### Required work
Starting from the line that contains "Where can you spot the blurred", reproduce each line exactly through the end of the material, and include no other lines.

(Dataset rows on where objects appear)
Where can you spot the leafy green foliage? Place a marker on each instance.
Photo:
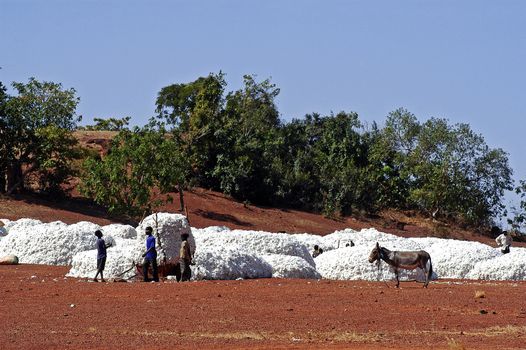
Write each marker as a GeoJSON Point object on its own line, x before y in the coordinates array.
{"type": "Point", "coordinates": [141, 167]}
{"type": "Point", "coordinates": [109, 124]}
{"type": "Point", "coordinates": [518, 220]}
{"type": "Point", "coordinates": [36, 128]}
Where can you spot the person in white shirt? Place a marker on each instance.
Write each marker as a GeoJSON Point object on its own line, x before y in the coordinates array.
{"type": "Point", "coordinates": [504, 241]}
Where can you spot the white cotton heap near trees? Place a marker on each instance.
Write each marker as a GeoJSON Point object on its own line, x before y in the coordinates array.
{"type": "Point", "coordinates": [253, 242]}
{"type": "Point", "coordinates": [167, 230]}
{"type": "Point", "coordinates": [222, 253]}
{"type": "Point", "coordinates": [53, 243]}
{"type": "Point", "coordinates": [119, 231]}
{"type": "Point", "coordinates": [119, 262]}
{"type": "Point", "coordinates": [289, 266]}
{"type": "Point", "coordinates": [228, 264]}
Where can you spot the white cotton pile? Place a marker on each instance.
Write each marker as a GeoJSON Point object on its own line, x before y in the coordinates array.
{"type": "Point", "coordinates": [53, 243]}
{"type": "Point", "coordinates": [510, 266]}
{"type": "Point", "coordinates": [21, 224]}
{"type": "Point", "coordinates": [230, 254]}
{"type": "Point", "coordinates": [119, 262]}
{"type": "Point", "coordinates": [287, 266]}
{"type": "Point", "coordinates": [454, 258]}
{"type": "Point", "coordinates": [167, 232]}
{"type": "Point", "coordinates": [352, 263]}
{"type": "Point", "coordinates": [253, 242]}
{"type": "Point", "coordinates": [119, 231]}
{"type": "Point", "coordinates": [228, 264]}
{"type": "Point", "coordinates": [167, 229]}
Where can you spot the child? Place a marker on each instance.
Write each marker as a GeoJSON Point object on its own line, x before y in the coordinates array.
{"type": "Point", "coordinates": [185, 256]}
{"type": "Point", "coordinates": [101, 256]}
{"type": "Point", "coordinates": [504, 241]}
{"type": "Point", "coordinates": [150, 257]}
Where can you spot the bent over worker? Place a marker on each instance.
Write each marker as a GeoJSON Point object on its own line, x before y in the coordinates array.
{"type": "Point", "coordinates": [504, 241]}
{"type": "Point", "coordinates": [150, 257]}
{"type": "Point", "coordinates": [185, 257]}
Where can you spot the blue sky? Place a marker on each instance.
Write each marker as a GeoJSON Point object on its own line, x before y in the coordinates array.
{"type": "Point", "coordinates": [461, 60]}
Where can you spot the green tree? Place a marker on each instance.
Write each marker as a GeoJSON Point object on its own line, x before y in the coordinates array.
{"type": "Point", "coordinates": [193, 111]}
{"type": "Point", "coordinates": [5, 148]}
{"type": "Point", "coordinates": [142, 167]}
{"type": "Point", "coordinates": [37, 125]}
{"type": "Point", "coordinates": [518, 220]}
{"type": "Point", "coordinates": [109, 124]}
{"type": "Point", "coordinates": [248, 142]}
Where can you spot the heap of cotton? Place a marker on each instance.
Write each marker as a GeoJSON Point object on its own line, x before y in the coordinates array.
{"type": "Point", "coordinates": [255, 243]}
{"type": "Point", "coordinates": [119, 231]}
{"type": "Point", "coordinates": [310, 240]}
{"type": "Point", "coordinates": [352, 263]}
{"type": "Point", "coordinates": [119, 262]}
{"type": "Point", "coordinates": [22, 224]}
{"type": "Point", "coordinates": [455, 259]}
{"type": "Point", "coordinates": [228, 264]}
{"type": "Point", "coordinates": [9, 260]}
{"type": "Point", "coordinates": [286, 266]}
{"type": "Point", "coordinates": [52, 243]}
{"type": "Point", "coordinates": [168, 229]}
{"type": "Point", "coordinates": [3, 230]}
{"type": "Point", "coordinates": [503, 267]}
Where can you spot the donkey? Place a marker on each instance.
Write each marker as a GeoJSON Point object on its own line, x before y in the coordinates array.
{"type": "Point", "coordinates": [403, 260]}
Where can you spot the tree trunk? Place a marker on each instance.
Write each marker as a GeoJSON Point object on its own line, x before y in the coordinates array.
{"type": "Point", "coordinates": [181, 197]}
{"type": "Point", "coordinates": [3, 182]}
{"type": "Point", "coordinates": [14, 178]}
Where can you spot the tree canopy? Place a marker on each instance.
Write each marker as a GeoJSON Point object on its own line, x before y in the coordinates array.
{"type": "Point", "coordinates": [38, 145]}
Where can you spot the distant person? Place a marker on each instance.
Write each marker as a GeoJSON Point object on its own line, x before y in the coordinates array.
{"type": "Point", "coordinates": [185, 258]}
{"type": "Point", "coordinates": [150, 257]}
{"type": "Point", "coordinates": [101, 256]}
{"type": "Point", "coordinates": [504, 241]}
{"type": "Point", "coordinates": [317, 251]}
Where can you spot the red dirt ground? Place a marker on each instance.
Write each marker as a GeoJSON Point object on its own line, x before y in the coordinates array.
{"type": "Point", "coordinates": [42, 309]}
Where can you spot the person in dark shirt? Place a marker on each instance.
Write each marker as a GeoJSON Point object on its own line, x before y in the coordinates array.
{"type": "Point", "coordinates": [101, 256]}
{"type": "Point", "coordinates": [150, 256]}
{"type": "Point", "coordinates": [185, 258]}
{"type": "Point", "coordinates": [317, 251]}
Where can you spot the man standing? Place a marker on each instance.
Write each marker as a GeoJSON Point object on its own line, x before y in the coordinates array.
{"type": "Point", "coordinates": [317, 251]}
{"type": "Point", "coordinates": [150, 257]}
{"type": "Point", "coordinates": [185, 257]}
{"type": "Point", "coordinates": [101, 256]}
{"type": "Point", "coordinates": [504, 241]}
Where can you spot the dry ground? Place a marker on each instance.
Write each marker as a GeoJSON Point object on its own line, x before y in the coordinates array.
{"type": "Point", "coordinates": [43, 310]}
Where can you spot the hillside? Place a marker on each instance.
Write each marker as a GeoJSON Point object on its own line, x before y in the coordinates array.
{"type": "Point", "coordinates": [209, 208]}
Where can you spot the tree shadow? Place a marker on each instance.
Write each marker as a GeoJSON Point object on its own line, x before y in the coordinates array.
{"type": "Point", "coordinates": [221, 217]}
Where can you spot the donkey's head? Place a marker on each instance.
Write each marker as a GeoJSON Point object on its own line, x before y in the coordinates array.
{"type": "Point", "coordinates": [375, 253]}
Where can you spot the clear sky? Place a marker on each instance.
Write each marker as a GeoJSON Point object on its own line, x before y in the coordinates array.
{"type": "Point", "coordinates": [461, 60]}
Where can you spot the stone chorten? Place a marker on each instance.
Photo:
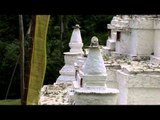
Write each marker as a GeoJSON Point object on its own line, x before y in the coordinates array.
{"type": "Point", "coordinates": [68, 70]}
{"type": "Point", "coordinates": [76, 40]}
{"type": "Point", "coordinates": [94, 90]}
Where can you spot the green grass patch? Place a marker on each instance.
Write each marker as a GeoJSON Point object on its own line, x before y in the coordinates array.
{"type": "Point", "coordinates": [10, 102]}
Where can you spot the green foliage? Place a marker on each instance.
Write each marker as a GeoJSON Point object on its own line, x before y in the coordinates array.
{"type": "Point", "coordinates": [10, 102]}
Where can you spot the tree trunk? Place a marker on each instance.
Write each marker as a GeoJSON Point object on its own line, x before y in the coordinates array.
{"type": "Point", "coordinates": [21, 38]}
{"type": "Point", "coordinates": [30, 33]}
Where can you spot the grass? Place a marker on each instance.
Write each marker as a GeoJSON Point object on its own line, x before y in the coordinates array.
{"type": "Point", "coordinates": [10, 102]}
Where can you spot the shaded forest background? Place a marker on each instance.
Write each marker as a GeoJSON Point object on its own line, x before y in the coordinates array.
{"type": "Point", "coordinates": [58, 37]}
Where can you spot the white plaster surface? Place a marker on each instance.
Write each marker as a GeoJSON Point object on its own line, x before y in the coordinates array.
{"type": "Point", "coordinates": [76, 41]}
{"type": "Point", "coordinates": [96, 96]}
{"type": "Point", "coordinates": [155, 60]}
{"type": "Point", "coordinates": [123, 45]}
{"type": "Point", "coordinates": [67, 73]}
{"type": "Point", "coordinates": [94, 64]}
{"type": "Point", "coordinates": [141, 42]}
{"type": "Point", "coordinates": [138, 88]}
{"type": "Point", "coordinates": [157, 43]}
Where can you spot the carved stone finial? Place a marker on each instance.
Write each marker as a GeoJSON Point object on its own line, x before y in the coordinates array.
{"type": "Point", "coordinates": [94, 42]}
{"type": "Point", "coordinates": [76, 26]}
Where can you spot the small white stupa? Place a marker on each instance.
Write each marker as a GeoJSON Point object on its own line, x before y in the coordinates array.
{"type": "Point", "coordinates": [93, 90]}
{"type": "Point", "coordinates": [68, 70]}
{"type": "Point", "coordinates": [76, 40]}
{"type": "Point", "coordinates": [155, 57]}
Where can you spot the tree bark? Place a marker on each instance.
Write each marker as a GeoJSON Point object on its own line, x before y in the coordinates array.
{"type": "Point", "coordinates": [21, 38]}
{"type": "Point", "coordinates": [31, 31]}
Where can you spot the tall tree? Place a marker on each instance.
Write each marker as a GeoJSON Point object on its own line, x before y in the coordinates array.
{"type": "Point", "coordinates": [21, 38]}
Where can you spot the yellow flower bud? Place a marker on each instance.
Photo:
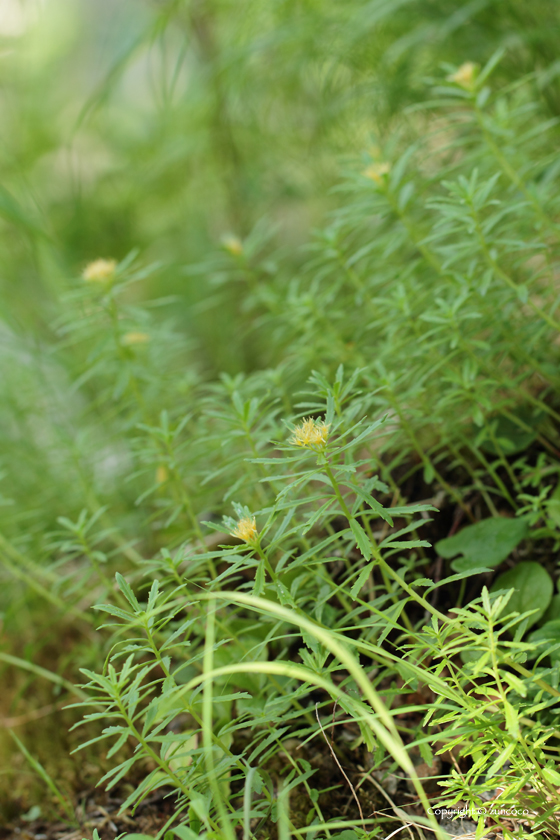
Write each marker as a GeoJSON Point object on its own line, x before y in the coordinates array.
{"type": "Point", "coordinates": [310, 433]}
{"type": "Point", "coordinates": [99, 271]}
{"type": "Point", "coordinates": [377, 171]}
{"type": "Point", "coordinates": [246, 529]}
{"type": "Point", "coordinates": [232, 244]}
{"type": "Point", "coordinates": [464, 76]}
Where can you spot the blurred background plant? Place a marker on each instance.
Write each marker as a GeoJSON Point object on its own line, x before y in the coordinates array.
{"type": "Point", "coordinates": [201, 203]}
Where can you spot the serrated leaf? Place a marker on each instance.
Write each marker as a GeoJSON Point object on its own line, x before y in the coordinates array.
{"type": "Point", "coordinates": [362, 539]}
{"type": "Point", "coordinates": [361, 579]}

### Result of this task
Where can you spot the blurred background plant? Place a marker on each instance.
Write each marker as a GeoJSON Point object on its own line, x before y in the coordinates array.
{"type": "Point", "coordinates": [201, 203]}
Where can you spot the serrated leaf? Place a marker on each instance.
Write each marker as a GeoJSON Point object on its own line, x before y in the coordinates array.
{"type": "Point", "coordinates": [362, 539]}
{"type": "Point", "coordinates": [361, 579]}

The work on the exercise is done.